____ Excerpted records
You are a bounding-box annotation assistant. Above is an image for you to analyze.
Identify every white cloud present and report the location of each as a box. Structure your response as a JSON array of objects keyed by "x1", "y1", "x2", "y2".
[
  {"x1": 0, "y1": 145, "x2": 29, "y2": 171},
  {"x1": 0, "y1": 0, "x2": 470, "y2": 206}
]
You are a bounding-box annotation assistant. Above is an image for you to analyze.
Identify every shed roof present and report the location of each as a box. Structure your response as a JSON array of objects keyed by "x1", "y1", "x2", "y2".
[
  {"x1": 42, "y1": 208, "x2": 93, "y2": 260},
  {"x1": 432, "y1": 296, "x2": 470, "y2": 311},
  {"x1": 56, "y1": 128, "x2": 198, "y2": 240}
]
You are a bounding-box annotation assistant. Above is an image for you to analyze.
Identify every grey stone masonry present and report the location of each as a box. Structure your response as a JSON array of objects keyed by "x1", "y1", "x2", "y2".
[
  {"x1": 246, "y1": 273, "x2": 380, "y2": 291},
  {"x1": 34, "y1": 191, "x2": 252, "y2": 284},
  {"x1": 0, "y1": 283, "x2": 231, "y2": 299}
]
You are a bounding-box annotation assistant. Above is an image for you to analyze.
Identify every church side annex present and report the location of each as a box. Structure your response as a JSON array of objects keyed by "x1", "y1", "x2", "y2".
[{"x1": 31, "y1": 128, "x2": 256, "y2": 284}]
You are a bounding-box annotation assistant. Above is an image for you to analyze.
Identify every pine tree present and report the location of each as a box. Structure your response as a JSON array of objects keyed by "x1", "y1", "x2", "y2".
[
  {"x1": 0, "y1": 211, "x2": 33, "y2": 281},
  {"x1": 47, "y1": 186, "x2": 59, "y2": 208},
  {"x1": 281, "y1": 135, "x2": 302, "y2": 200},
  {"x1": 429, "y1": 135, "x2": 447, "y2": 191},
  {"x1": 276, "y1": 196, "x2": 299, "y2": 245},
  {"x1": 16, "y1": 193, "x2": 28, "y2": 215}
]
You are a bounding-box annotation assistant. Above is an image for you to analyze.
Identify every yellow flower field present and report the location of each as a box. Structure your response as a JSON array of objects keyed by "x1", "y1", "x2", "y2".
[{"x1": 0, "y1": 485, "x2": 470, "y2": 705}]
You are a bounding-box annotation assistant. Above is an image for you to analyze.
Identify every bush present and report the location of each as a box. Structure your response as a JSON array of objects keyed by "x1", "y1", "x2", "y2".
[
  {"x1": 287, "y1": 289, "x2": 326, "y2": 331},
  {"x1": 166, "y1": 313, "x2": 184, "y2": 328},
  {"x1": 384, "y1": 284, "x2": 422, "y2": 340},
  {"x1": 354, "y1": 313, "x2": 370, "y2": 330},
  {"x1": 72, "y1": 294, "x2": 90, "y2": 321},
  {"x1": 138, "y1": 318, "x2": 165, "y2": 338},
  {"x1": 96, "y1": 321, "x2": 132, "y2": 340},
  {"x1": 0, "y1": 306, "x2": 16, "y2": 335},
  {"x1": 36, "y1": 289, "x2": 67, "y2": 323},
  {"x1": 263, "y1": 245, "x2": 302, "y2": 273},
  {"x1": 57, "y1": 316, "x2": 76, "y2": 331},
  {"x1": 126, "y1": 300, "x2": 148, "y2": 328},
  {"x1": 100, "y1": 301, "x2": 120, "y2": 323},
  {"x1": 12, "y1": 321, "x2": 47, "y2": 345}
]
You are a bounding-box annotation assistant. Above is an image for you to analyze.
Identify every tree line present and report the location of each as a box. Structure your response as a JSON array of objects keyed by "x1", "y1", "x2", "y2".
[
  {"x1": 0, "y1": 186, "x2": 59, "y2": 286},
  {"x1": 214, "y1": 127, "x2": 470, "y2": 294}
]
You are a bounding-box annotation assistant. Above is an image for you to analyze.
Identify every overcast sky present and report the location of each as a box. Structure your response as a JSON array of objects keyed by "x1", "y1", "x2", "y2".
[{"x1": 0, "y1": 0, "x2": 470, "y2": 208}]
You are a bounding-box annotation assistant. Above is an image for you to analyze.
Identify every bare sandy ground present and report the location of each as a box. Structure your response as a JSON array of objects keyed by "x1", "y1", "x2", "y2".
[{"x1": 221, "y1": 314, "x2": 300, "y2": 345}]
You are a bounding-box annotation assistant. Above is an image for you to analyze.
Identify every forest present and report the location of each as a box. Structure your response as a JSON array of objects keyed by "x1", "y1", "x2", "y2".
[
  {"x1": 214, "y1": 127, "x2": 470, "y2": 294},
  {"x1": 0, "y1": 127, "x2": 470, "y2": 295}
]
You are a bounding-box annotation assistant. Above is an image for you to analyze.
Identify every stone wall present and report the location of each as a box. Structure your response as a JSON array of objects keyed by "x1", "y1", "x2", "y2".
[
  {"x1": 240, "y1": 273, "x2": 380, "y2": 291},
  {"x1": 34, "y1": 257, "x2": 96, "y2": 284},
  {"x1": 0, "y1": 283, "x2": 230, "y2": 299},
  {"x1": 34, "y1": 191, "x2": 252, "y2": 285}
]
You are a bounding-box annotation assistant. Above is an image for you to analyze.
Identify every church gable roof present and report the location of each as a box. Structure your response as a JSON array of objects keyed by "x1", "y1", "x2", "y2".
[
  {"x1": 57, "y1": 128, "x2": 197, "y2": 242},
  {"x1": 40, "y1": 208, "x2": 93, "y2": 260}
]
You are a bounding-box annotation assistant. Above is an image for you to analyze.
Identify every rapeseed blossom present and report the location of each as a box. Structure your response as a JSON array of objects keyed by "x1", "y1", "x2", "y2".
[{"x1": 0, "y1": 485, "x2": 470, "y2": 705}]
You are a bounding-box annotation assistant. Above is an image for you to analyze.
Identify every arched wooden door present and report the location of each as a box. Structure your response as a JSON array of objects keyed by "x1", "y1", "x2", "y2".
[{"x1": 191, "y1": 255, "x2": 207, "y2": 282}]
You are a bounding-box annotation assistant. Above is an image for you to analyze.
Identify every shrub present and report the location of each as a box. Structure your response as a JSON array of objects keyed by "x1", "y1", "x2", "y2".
________
All of the data above should be transcribed exactly.

You are a bounding-box annotation assistant. Above is an image for you to analyze.
Identify every white cloud present and report the location of each as a box. Structure your response as a JSON array of objects keyed by "x1", "y1", "x2", "y2".
[
  {"x1": 0, "y1": 145, "x2": 29, "y2": 171},
  {"x1": 0, "y1": 0, "x2": 470, "y2": 206}
]
You are a bounding-box annotation assistant. Above is an image for you to analyze.
Identify every shed roof present and report the location of each as a box. Structure your response as a JSON array of objects keyed by "x1", "y1", "x2", "y2".
[
  {"x1": 42, "y1": 208, "x2": 93, "y2": 260},
  {"x1": 432, "y1": 296, "x2": 470, "y2": 311},
  {"x1": 56, "y1": 128, "x2": 198, "y2": 240}
]
You are a bounding-box annotation assistant. Above is an image for you to analyze.
Identify every grey stone masonry present and report the location of each as a box. Structure your response as a JSON array of objects keyed by "x1", "y1", "x2", "y2".
[
  {"x1": 246, "y1": 273, "x2": 380, "y2": 291},
  {"x1": 34, "y1": 191, "x2": 252, "y2": 284},
  {"x1": 0, "y1": 283, "x2": 231, "y2": 299}
]
You are a bounding-box annotation assistant. Above is an image for you to analyze.
Identify every church side annex present and report the location of each as a box. Structure your response as a JSON array of objects keyed by "x1", "y1", "x2", "y2".
[{"x1": 31, "y1": 128, "x2": 256, "y2": 284}]
You are a bounding-box annotation assistant. Above is an image for you to analyze.
Identify every pine tree present and report the location of each as a box. Structure your response as a JSON array of objects keyed by "x1", "y1", "x2", "y2".
[
  {"x1": 0, "y1": 211, "x2": 33, "y2": 281},
  {"x1": 47, "y1": 186, "x2": 59, "y2": 208},
  {"x1": 281, "y1": 135, "x2": 302, "y2": 200},
  {"x1": 429, "y1": 135, "x2": 447, "y2": 191},
  {"x1": 276, "y1": 196, "x2": 299, "y2": 245},
  {"x1": 16, "y1": 193, "x2": 28, "y2": 215}
]
You are a bounding-box annotation assistant. Above is an image for you to analyze.
Identify every yellow flower field present and report the location of each as a box. Structure your response as a JSON array of objects keyed by "x1", "y1", "x2", "y2".
[{"x1": 0, "y1": 485, "x2": 470, "y2": 705}]
You are a bounding-box annotation assistant. Above is an image for you to analyze.
Identify every bush present and report the location of each as a box. Structure your response as a JSON array of objects keyed by "x1", "y1", "x2", "y2".
[
  {"x1": 287, "y1": 289, "x2": 326, "y2": 331},
  {"x1": 166, "y1": 313, "x2": 184, "y2": 328},
  {"x1": 384, "y1": 284, "x2": 422, "y2": 340},
  {"x1": 354, "y1": 313, "x2": 370, "y2": 330},
  {"x1": 72, "y1": 294, "x2": 90, "y2": 321},
  {"x1": 138, "y1": 318, "x2": 165, "y2": 338},
  {"x1": 96, "y1": 321, "x2": 132, "y2": 340},
  {"x1": 0, "y1": 306, "x2": 16, "y2": 335},
  {"x1": 36, "y1": 289, "x2": 67, "y2": 323},
  {"x1": 263, "y1": 245, "x2": 302, "y2": 273},
  {"x1": 57, "y1": 316, "x2": 76, "y2": 331},
  {"x1": 126, "y1": 300, "x2": 148, "y2": 328},
  {"x1": 100, "y1": 301, "x2": 120, "y2": 323},
  {"x1": 12, "y1": 321, "x2": 47, "y2": 345}
]
You are a bounding-box annotation assistant. Above is an image for you to analyze.
Identify every tree line present and report the location of each as a box. Structure your response as a JSON array of objects keyed by "x1", "y1", "x2", "y2".
[
  {"x1": 0, "y1": 186, "x2": 59, "y2": 286},
  {"x1": 214, "y1": 127, "x2": 470, "y2": 294}
]
You are a bounding-box annotation assistant. Above is an image for you to analyze.
Identify every overcast sky present and report the location of each as a box. Structure your response as a JSON array of objects keyed by "x1", "y1", "x2", "y2".
[{"x1": 0, "y1": 0, "x2": 470, "y2": 208}]
You are a bounding-box annotation assistant. Above is an image for you to analyze.
Identify every bare sandy ground present and report the location of each as a box. Structure your response as a JSON array of objects keyed by "x1", "y1", "x2", "y2".
[{"x1": 221, "y1": 314, "x2": 300, "y2": 345}]
You are a bounding-box annotation assistant. Above is an image for you to analyze.
Identify every forest present and report the location of each as a box. Structure your response as a JSON array of objects keyed by "x1", "y1", "x2", "y2".
[
  {"x1": 214, "y1": 127, "x2": 470, "y2": 294},
  {"x1": 0, "y1": 127, "x2": 470, "y2": 295}
]
You are a bounding-box annotation assistant. Above is an image for you to analyze.
Identify every stone wall present and report the location of each as a box. Structure your response as a JSON array of objects keyed by "x1", "y1", "x2", "y2".
[
  {"x1": 240, "y1": 273, "x2": 380, "y2": 291},
  {"x1": 34, "y1": 257, "x2": 96, "y2": 284},
  {"x1": 0, "y1": 283, "x2": 230, "y2": 299},
  {"x1": 34, "y1": 191, "x2": 252, "y2": 285}
]
You are a bounding-box annotation assistant. Above is an image for you to analyze.
Identify every church gable roof present and report the location of each as a box. Structure your response as a JSON array of objects keyed by "x1", "y1", "x2", "y2".
[
  {"x1": 57, "y1": 128, "x2": 197, "y2": 242},
  {"x1": 40, "y1": 208, "x2": 93, "y2": 260}
]
You are a bounding-box annotation assistant. Above is an image for you to analyze.
Identify every rapeseed blossom present and report the location of each as a box. Structure your response as a JSON array of objects keyed by "x1", "y1", "x2", "y2".
[{"x1": 0, "y1": 485, "x2": 470, "y2": 705}]
You are a bounding-box annotation assistant. Above is an image for you to analyze.
Identify every arched wooden door present and report the location of each as a box. Structure your response as a JSON array of objects keyed by "x1", "y1", "x2", "y2".
[{"x1": 191, "y1": 255, "x2": 207, "y2": 282}]
You are a bounding-box annotation assistant. Above is an image for you to analyze.
Identify every shrub present and report the location of each as a box. Structure your response as a JSON array of objects keyed by "x1", "y1", "x2", "y2".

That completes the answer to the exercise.